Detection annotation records

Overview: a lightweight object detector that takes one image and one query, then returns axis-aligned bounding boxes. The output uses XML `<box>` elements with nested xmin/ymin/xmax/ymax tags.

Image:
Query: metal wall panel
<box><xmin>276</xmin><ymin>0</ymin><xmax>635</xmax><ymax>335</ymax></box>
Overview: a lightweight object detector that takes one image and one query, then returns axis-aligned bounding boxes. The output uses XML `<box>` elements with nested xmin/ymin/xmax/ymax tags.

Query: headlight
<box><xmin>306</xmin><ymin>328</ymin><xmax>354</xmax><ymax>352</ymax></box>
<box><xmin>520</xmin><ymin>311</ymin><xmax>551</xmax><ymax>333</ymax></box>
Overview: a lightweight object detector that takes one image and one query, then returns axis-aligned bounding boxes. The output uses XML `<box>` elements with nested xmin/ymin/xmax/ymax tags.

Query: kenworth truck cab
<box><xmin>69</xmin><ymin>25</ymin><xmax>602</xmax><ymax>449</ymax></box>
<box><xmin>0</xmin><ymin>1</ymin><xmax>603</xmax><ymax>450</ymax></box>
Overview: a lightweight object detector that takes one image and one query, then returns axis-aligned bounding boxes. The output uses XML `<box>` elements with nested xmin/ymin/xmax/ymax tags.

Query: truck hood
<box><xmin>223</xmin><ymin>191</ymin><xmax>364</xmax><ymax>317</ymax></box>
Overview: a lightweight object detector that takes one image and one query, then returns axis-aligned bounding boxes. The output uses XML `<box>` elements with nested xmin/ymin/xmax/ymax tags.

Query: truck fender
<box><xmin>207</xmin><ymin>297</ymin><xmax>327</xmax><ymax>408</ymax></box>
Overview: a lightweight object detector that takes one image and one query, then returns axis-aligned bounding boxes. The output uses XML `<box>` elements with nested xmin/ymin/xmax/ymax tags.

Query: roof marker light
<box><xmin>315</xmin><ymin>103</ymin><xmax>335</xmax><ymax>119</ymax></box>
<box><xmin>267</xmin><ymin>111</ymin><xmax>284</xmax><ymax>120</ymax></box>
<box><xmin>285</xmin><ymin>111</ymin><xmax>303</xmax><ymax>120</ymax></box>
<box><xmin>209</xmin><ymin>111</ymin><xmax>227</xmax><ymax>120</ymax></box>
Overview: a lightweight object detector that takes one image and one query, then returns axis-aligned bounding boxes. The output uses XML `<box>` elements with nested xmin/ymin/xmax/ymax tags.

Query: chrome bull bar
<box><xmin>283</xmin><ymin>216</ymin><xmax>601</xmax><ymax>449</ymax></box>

**Set task**
Copy out the material above in its entirety. Every detail must match.

**Task answer**
Overview: a lightweight object detector that takes one image and one query, then returns axis-aligned bounding boxes. The output uses XML `<box>` elements with nested xmin/ymin/xmax/ymax tags.

Image:
Query: metal wall panel
<box><xmin>276</xmin><ymin>0</ymin><xmax>635</xmax><ymax>335</ymax></box>
Overview: a lightweight object detector that takes one image and one query, then returns axis-aligned bounding boxes. The output uses XML `<box>` elements with nested xmin/ymin/xmax/ymax tags.

Query: headlight
<box><xmin>306</xmin><ymin>328</ymin><xmax>354</xmax><ymax>352</ymax></box>
<box><xmin>520</xmin><ymin>311</ymin><xmax>551</xmax><ymax>333</ymax></box>
Overview: a lightweight object detector that takes one image and one query, then returns axis-aligned bounding boxes. The output uses XML `<box>` elements with nested xmin/ymin/xmax/ymax tags.

Query: kenworth truck cab
<box><xmin>69</xmin><ymin>25</ymin><xmax>602</xmax><ymax>449</ymax></box>
<box><xmin>0</xmin><ymin>1</ymin><xmax>603</xmax><ymax>450</ymax></box>
Overview: a lightweight object detector that takes one image and one query, then returns axis-aligned bounding boxes. The output uses XML `<box>` elements with nested xmin/ymin/xmax/ymax tags.

Query: truck hood
<box><xmin>223</xmin><ymin>191</ymin><xmax>364</xmax><ymax>317</ymax></box>
Overview: a lightweight object detector that takes one image and one query, then returns axis-aligned bounding boxes. The output uses XML `<box>` elements with nested xmin/ymin/xmax/ymax tags.

Query: truck fender
<box><xmin>207</xmin><ymin>297</ymin><xmax>327</xmax><ymax>408</ymax></box>
Overview: a lightweight object detector that takes one image and one query, then returns axis-aligned bounding boxes. The output uses XML `<box>` elements with nested xmin/ymin/xmax/ymax tags.

Query: roof marker light
<box><xmin>315</xmin><ymin>103</ymin><xmax>335</xmax><ymax>119</ymax></box>
<box><xmin>267</xmin><ymin>111</ymin><xmax>284</xmax><ymax>120</ymax></box>
<box><xmin>285</xmin><ymin>111</ymin><xmax>303</xmax><ymax>120</ymax></box>
<box><xmin>209</xmin><ymin>111</ymin><xmax>227</xmax><ymax>120</ymax></box>
Overview: a lightweight object detector that takes one image and one query, then returns axis-aligned bounding boxes. The output uses XML `<box>` elements with nested xmin/ymin/xmax/ymax tags.

Query: chrome bull bar
<box><xmin>283</xmin><ymin>216</ymin><xmax>601</xmax><ymax>449</ymax></box>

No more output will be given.